TASK OBJECTIVE: Please repeat, exactly as written, every line from the one containing "snake -> point" through the last line of the records, both included, and leave out any pictures.

DATA SHOWN:

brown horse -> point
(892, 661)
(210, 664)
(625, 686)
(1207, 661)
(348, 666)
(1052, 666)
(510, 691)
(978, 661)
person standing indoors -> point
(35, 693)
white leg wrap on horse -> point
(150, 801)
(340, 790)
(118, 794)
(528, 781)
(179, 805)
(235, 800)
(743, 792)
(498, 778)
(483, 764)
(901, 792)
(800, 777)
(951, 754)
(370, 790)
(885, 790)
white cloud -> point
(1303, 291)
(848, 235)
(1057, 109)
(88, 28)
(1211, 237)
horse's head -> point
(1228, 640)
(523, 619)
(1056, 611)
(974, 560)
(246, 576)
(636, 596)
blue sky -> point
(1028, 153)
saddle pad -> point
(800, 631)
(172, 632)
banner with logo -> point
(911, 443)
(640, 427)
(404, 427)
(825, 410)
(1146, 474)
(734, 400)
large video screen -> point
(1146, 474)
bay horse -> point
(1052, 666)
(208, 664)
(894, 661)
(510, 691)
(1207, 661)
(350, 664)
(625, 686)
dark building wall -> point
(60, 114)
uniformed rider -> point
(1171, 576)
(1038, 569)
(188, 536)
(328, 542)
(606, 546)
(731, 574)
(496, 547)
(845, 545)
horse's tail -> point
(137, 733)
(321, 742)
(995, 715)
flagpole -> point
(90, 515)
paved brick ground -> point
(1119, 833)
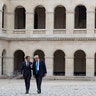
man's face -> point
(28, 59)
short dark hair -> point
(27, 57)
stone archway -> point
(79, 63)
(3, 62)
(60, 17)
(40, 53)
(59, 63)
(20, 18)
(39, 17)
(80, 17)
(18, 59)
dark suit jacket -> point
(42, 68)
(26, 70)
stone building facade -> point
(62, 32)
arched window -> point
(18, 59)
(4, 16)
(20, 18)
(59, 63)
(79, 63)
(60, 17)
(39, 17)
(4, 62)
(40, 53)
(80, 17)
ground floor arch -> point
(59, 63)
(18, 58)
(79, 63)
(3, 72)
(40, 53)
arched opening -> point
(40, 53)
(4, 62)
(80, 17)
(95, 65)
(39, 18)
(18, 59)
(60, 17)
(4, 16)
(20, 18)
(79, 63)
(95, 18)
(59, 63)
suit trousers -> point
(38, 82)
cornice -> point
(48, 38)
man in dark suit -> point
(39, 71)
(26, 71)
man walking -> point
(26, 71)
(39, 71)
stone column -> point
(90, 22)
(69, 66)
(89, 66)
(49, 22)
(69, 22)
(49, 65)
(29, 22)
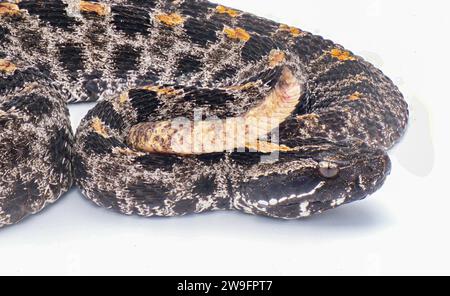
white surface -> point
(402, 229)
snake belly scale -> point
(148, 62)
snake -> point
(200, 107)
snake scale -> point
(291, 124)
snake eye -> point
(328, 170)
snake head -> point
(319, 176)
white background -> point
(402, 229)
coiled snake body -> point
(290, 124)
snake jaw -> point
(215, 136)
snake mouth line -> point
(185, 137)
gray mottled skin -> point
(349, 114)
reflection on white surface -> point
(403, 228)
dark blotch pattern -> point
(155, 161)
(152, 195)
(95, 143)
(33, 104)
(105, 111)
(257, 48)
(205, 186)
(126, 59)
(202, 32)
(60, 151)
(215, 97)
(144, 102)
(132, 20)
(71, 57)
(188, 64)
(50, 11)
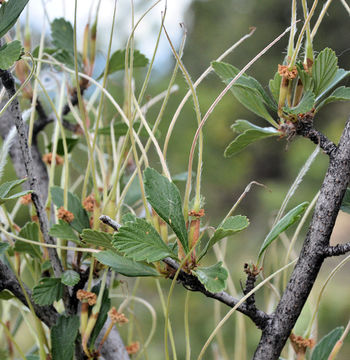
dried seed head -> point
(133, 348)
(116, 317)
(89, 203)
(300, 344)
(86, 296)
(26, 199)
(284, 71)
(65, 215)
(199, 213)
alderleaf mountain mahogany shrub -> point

ANSWER SPACE:
snake -> point
(200, 107)
snake scale -> point
(291, 124)
snake eye -> point
(328, 170)
snake head -> point
(319, 176)
white background -> point
(402, 229)
coiled snake body -> point
(290, 124)
snake jaw -> point
(215, 136)
snake mouth line -> point
(185, 137)
gray mottled skin -> point
(349, 114)
reflection on white surface -> point
(403, 228)
dark blotch pattern -> point
(155, 161)
(152, 195)
(95, 143)
(33, 104)
(105, 111)
(257, 48)
(205, 186)
(126, 59)
(202, 32)
(60, 151)
(215, 97)
(144, 102)
(132, 20)
(71, 57)
(188, 64)
(50, 11)
dried seed head -> point
(133, 348)
(116, 317)
(89, 203)
(300, 344)
(86, 296)
(26, 199)
(284, 71)
(65, 215)
(199, 213)
alderleaf mountain mahogany shrub -> point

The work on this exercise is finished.